>> BEGIN DATA TO USE

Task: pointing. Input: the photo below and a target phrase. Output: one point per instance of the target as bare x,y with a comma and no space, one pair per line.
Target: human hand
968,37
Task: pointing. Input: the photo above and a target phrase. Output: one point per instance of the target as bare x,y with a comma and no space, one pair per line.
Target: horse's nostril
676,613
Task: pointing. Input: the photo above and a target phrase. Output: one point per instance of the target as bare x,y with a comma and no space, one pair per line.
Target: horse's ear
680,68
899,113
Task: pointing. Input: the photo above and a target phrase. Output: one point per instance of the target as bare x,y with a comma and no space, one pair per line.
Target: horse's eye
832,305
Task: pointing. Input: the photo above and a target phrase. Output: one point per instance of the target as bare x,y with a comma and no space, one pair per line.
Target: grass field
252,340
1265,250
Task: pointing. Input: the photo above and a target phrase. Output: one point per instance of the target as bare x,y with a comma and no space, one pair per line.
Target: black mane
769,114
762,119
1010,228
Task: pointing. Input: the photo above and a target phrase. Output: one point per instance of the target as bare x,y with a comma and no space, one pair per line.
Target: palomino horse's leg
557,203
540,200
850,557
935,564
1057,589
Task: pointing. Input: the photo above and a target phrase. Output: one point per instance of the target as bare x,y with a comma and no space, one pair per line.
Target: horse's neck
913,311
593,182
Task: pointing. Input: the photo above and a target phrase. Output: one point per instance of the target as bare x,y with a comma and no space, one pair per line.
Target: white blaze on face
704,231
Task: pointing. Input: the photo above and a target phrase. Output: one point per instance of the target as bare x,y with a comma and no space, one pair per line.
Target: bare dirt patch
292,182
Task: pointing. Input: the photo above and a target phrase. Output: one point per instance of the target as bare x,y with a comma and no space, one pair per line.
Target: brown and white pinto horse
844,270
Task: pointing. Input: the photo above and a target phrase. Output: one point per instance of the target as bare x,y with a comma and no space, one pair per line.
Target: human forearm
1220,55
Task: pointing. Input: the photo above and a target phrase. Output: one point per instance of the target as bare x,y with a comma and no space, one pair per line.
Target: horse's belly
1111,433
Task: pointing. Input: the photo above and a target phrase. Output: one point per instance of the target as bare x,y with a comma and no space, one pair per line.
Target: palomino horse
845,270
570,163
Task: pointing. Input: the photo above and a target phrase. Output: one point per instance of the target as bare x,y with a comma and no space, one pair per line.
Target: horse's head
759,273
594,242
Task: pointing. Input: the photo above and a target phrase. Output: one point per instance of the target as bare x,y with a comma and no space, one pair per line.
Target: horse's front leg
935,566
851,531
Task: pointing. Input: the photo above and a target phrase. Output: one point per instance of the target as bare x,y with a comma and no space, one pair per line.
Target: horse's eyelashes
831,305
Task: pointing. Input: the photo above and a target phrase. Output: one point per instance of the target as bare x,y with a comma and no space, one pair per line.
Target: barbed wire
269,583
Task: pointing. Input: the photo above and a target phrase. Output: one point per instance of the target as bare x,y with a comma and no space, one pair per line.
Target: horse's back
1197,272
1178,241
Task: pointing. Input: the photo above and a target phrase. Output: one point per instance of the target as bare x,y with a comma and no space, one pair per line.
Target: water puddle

>> END DATA TO USE

PROBLEM: Each record above should be repeated exactly as it appears.

RESPONSE:
Task: pointing. Input: the photo below and a target phrase. Output: one point per instance of the target as bare x,y with a comma and no space, one pair per line.
Target: human hand
968,37
Task: pointing. Input: the photo above and a target phrase. Output: one point per instance of the target as bare x,y with a comma and no space, one pair per line.
Target: horse's nostril
676,613
Task: pointing. Input: the photo above and a target phrase. Output: one point per instance of the target as bare x,y with a comma and no space, one pair per line.
Target: horse's ear
680,68
899,113
Task: pointing. Input: the photo above and a target phrase. Output: one point per instance of the target as bare x,y with a comma and no space, one pair per line.
Target: horse's eye
832,305
Task: pointing. Input: the photo above and a target phrase. Output: one point per instance of the target as bare x,y with a comma and no space, one pair per line.
Target: grass field
252,340
1265,250
Task: pointing. Input: the photo above and a target phrase. Output: one point per instance of the target as bare x,y with a comma and no space, one pair per line.
Target: black mane
769,114
762,119
1010,228
Task: pointing. Input: the photo above and a target phrase. Output: one point per instance of the target as bare x,y with a comma and no space, one pair per line.
Target: palomino horse's leg
557,203
540,200
850,557
935,564
1057,589
Task: pointing. Input: the photo above and a target phrase. Output: one point per instance of the target as bare x,y with a comma and no space, one pair per line.
Target: horse's neck
913,311
593,182
Task: pointing. Input: the photo above and a target phrase. Output: one point per instance of the target as bare x,y with a comma and no space, one pair per line.
Target: white blaze on face
704,231
Task: pointing. Input: the photo above and a target phrase. Output: one point per instance of the target as bare x,y with a comma and no space, one pair per line.
Target: bare dirt patch
292,182
Task: pointing. Input: the photo above and a target phrase. Output: one point per instance of the target as bare x,y with a comma and no space, one pair per line.
Target: brown and white pinto horse
844,270
Task: pointing. Input: the photo above and a target phrase. Output: one point per instance of the target as bare x,y with a comma and no space, one pair per line.
Target: human forearm
1220,55
Task: pointing. Input: the photo above and a target phrase. Output: one point per instance of the target as bare x,y with a comma and no space, one pair per line.
Target: horse's belly
1111,433
Task: pointing. Input: the photo above and a target phrase. Output: one point per instance of the target as bare x,y with a comma and no space, one pair per line.
Target: palomino horse
845,270
570,163
Task: pointing. Input: the photo above and a target phrase. Output: one point per instance of the target as bare x,y with a comma and no space, one pair per line.
Target: horse's head
759,273
594,242
Task: pointing. Input: the photo above and a target phrase. Output: one point per instance of the target as bare x,y with a comma and no space, one pair per line.
Target: horse's front leg
935,566
851,531
Task: pointing. Input: the photo above and a target phrase. Output: one point per instance of the target as bare x,y with a comma and no space, one pair per line.
Target: horse's eyelashes
831,305
Task: pointing. Input: the photo above and a target phrase. Output: one point per instance of the target as bare x,y with a comma and no space, one pair per line.
Target: barbed wire
269,583
Task: pointing. Input: the photo above and a target phrase. Output: one point per instance of the target as bare x,y with a comma and no space, one pair per line.
Target: horse's back
1197,272
1178,241
Task: pointing. Input: the photo above and a target phrase. Output: one point per instance of the target as bare x,y with a comma and no space, one pair per line.
Target: water puddle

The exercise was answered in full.